--- Begin RECORD SET ---
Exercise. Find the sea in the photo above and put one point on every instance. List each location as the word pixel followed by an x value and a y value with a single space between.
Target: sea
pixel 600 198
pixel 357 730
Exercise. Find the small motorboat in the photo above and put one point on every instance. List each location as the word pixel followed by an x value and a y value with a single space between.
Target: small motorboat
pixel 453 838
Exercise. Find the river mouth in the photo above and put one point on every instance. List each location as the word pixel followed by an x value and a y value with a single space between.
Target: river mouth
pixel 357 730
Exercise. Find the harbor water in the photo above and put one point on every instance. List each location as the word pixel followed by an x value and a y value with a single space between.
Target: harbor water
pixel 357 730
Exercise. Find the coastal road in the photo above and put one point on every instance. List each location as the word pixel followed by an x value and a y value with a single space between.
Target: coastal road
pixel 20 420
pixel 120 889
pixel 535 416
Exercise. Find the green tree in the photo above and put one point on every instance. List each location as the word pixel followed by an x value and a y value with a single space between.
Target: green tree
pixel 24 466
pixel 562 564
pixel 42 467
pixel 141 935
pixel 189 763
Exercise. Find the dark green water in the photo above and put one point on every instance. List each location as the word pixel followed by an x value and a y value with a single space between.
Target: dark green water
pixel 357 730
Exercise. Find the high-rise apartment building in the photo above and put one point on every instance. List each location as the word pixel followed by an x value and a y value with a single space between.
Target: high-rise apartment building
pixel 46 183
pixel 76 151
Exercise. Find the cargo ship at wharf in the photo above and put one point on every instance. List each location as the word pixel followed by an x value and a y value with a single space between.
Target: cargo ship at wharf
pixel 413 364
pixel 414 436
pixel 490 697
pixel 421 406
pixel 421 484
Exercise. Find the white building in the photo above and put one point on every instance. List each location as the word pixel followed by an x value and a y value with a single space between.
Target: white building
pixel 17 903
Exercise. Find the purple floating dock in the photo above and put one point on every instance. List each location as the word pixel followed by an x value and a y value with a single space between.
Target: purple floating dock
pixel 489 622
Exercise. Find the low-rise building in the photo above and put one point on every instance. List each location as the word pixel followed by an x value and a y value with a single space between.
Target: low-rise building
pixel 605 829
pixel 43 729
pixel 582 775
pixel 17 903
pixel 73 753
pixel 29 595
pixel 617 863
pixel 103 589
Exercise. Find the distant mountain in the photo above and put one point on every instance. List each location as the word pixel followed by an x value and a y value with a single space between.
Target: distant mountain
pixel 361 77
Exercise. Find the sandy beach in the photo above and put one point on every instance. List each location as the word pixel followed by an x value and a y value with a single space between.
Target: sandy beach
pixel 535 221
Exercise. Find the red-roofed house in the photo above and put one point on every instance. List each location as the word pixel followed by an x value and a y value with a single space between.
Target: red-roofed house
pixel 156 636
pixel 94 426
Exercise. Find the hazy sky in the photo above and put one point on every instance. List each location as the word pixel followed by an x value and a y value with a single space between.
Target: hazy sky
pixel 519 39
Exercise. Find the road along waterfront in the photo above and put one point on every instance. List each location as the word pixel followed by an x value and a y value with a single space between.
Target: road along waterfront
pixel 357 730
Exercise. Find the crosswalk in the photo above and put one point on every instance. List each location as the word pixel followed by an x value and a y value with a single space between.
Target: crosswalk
--- End RECORD SET ---
* [WRITTEN REQUEST]:
Reproduce without any change the part of the material above that begins with the line containing "Exercise. Find the small" and ends with the line containing "pixel 421 484". Include both of those lines.

* [CORRECT RESPONSE]:
Exercise. Find the small motorboat in the photo above and put one point on every instance. List each location as the word pixel followed by an x value and a y value with a single space between.
Target: small motorboat
pixel 453 838
Exercise. Find the river mouth in the photo above and put one point on every instance. List each location as the word pixel followed by an x value and a y value with a single space between.
Target: river mouth
pixel 357 730
Exercise. Find the harbor water in the photo above and put one point on every instance. List each location as the word pixel followed by an x value and a y value with a single space between.
Target: harbor water
pixel 357 730
Exercise. Find the coastal road in the photo above and put one point on every instance. List each location as the word pixel followed by an x value and a y value with a single space between.
Target: coastal road
pixel 20 420
pixel 120 889
pixel 535 416
Exercise. Find the green tree in the photo above and put one point on every instance. List each location as the word pixel followed by an x value and a y value with a single space between.
Target: green tree
pixel 24 466
pixel 562 564
pixel 42 467
pixel 141 935
pixel 189 763
Exercise. Find the dark green water in the photo above and put one point on every instance. List each location as the word pixel followed by an x value and a y value with a single space between.
Target: dark green water
pixel 357 730
Exercise. Find the high-rise apartment building in the photo above and put one point on every instance. List each location as the word pixel followed by an x value and a y value with a single space between.
Target: high-rise apartment building
pixel 46 183
pixel 76 151
Exercise. Find the cargo ship at wharf in the photo above and put one point on every instance. List each location as the word pixel followed by an x value and a y value with a single space between.
Target: cargo ship at wharf
pixel 413 364
pixel 414 436
pixel 490 697
pixel 421 406
pixel 421 484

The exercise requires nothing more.